- **Description of the task**: The answer must be an exact copy of the entries below, with no images in it.

- **Provided data**:
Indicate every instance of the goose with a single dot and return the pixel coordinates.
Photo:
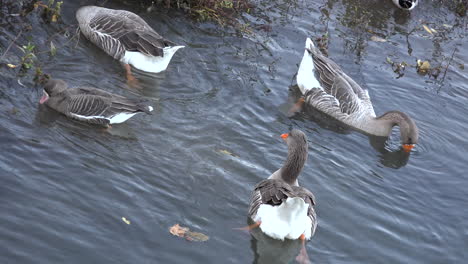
(90, 105)
(278, 205)
(327, 88)
(126, 37)
(406, 4)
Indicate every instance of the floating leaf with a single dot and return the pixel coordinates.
(125, 220)
(53, 49)
(227, 152)
(428, 29)
(185, 232)
(196, 237)
(423, 66)
(378, 39)
(177, 230)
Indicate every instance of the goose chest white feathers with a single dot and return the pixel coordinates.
(126, 37)
(327, 88)
(278, 204)
(91, 105)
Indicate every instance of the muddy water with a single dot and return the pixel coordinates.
(66, 186)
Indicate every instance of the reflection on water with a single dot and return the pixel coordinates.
(389, 158)
(66, 185)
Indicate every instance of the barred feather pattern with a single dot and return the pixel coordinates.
(274, 192)
(117, 31)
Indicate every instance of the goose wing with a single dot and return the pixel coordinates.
(121, 30)
(309, 198)
(337, 87)
(269, 191)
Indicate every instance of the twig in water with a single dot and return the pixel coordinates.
(446, 68)
(11, 44)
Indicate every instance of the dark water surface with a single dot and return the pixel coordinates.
(65, 186)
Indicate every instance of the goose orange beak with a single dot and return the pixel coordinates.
(408, 147)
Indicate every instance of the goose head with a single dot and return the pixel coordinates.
(409, 133)
(85, 13)
(297, 155)
(406, 4)
(51, 88)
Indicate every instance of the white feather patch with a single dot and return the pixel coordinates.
(305, 76)
(288, 220)
(121, 117)
(150, 63)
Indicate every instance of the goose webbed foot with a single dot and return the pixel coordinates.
(131, 80)
(297, 107)
(303, 258)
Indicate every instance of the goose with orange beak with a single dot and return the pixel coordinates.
(279, 206)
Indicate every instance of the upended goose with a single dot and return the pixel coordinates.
(327, 88)
(126, 37)
(91, 105)
(278, 205)
(406, 4)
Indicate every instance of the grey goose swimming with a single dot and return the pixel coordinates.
(126, 37)
(91, 105)
(327, 88)
(278, 205)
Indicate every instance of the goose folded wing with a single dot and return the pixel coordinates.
(87, 106)
(335, 82)
(130, 34)
(269, 191)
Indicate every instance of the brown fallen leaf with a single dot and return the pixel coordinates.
(227, 152)
(125, 220)
(196, 237)
(423, 66)
(428, 29)
(177, 230)
(378, 39)
(185, 232)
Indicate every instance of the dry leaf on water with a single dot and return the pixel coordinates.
(177, 230)
(227, 152)
(378, 39)
(125, 220)
(430, 30)
(185, 232)
(197, 237)
(423, 66)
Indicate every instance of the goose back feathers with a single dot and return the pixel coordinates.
(285, 209)
(91, 105)
(122, 33)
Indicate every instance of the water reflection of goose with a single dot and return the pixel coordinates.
(327, 88)
(406, 4)
(126, 37)
(279, 206)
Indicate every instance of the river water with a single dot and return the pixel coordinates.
(219, 110)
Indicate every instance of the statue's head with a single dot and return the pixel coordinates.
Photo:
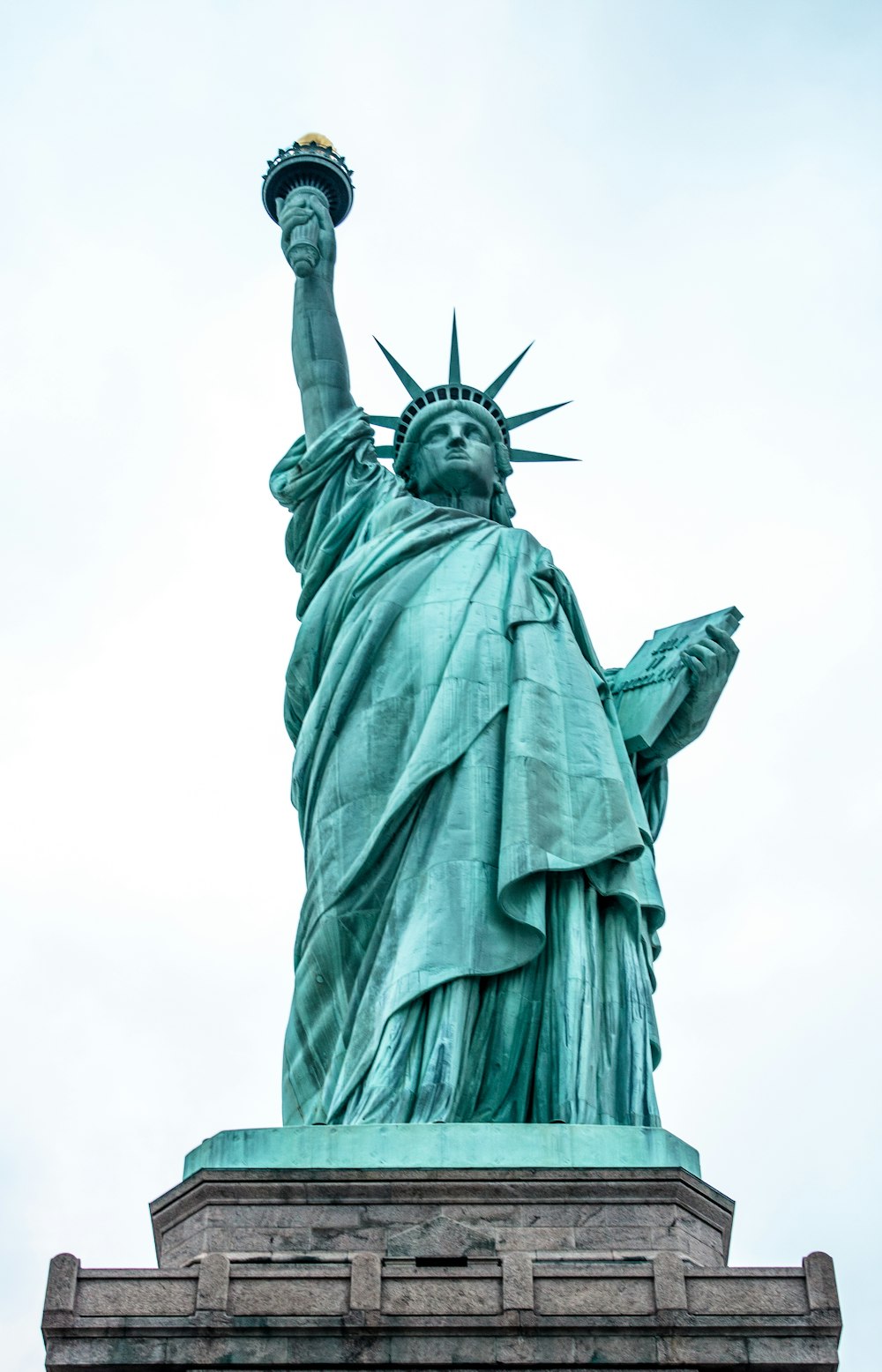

- **Answer space**:
Indicate every instance of the goose with a single dot and return the pixel coordinates.
Photo:
(90, 105)
(278, 205)
(327, 88)
(126, 37)
(406, 4)
Indicate every instance of the floating leaf with a single dot and return the pixel coordinates.
(125, 220)
(53, 49)
(227, 152)
(428, 29)
(185, 232)
(196, 237)
(423, 66)
(378, 39)
(177, 230)
Indicate every instance of the goose chest white feathers with a single dot and return the pixel coordinates.
(126, 37)
(327, 88)
(278, 204)
(91, 105)
Indicate every instance of the muddy water with a single dot and return the pixel coordinates.
(66, 186)
Indicate every instance of the reflection on water with a single dot and return the pixel coordinates.
(389, 158)
(66, 185)
Indicate every instance of the barred feather pattern with a single dot and return the pixel coordinates.
(274, 192)
(117, 31)
Indicate every instance of the goose wing with a single dot and return the pixel coordinates.
(121, 30)
(309, 198)
(337, 87)
(269, 191)
Indicate every instance of the twig in water with a single dot and return the pixel coordinates.
(446, 68)
(11, 44)
Indicate every instance of the dark water surface with a single dot and return the pixel coordinates.
(65, 186)
Indicate every instance of the goose orange beak with a single dot and return the pixel coordinates.
(408, 147)
Indicate every instance of the goose head with a single dot and return the pixel coordinates.
(409, 133)
(85, 13)
(297, 155)
(406, 4)
(51, 88)
Indicate every instance of the white feather patch with a single dot and return the pixel coordinates.
(305, 76)
(288, 220)
(121, 117)
(150, 63)
Indicate every instance of the goose webbed foot with a single dot and return the pixel coordinates.
(131, 80)
(297, 107)
(303, 258)
Indicate every instance of the goose with orange beak with a single dot and return the pixel coordinates.
(279, 206)
Indicate every instance of the upended goose with a single dot and return the pixel coordinates.
(327, 88)
(126, 37)
(91, 105)
(278, 205)
(406, 4)
Indicate every instance of the grey goose swimming with a single dot and return the pixel coordinates.
(126, 37)
(91, 105)
(327, 88)
(278, 205)
Indicate every instance of the goose folded wing with a single dot and return the pixel coordinates.
(87, 106)
(335, 82)
(130, 34)
(269, 191)
Indicate every instance of the brown fallen leaf with a single dot and return the pixel coordinates.
(227, 152)
(125, 220)
(196, 237)
(423, 66)
(428, 29)
(177, 230)
(378, 39)
(185, 232)
Indicate every instance of the dry leaf on water with a single dot and return the pixel coordinates.
(177, 230)
(227, 152)
(378, 39)
(125, 220)
(430, 30)
(185, 232)
(197, 237)
(423, 66)
Indicate every instance of the goose back feathers with a single dot and return the pixel coordinates.
(285, 209)
(91, 105)
(122, 33)
Indicate every instance of the water reflection of goose with a single dot and return the pixel coordinates.
(327, 88)
(406, 4)
(126, 37)
(279, 206)
Indicate every instance of the river water with a single dot and return the pixel coordinates.
(219, 110)
Indicate every instance of the statue's head with a single dot and return the pixel coordinates.
Photo:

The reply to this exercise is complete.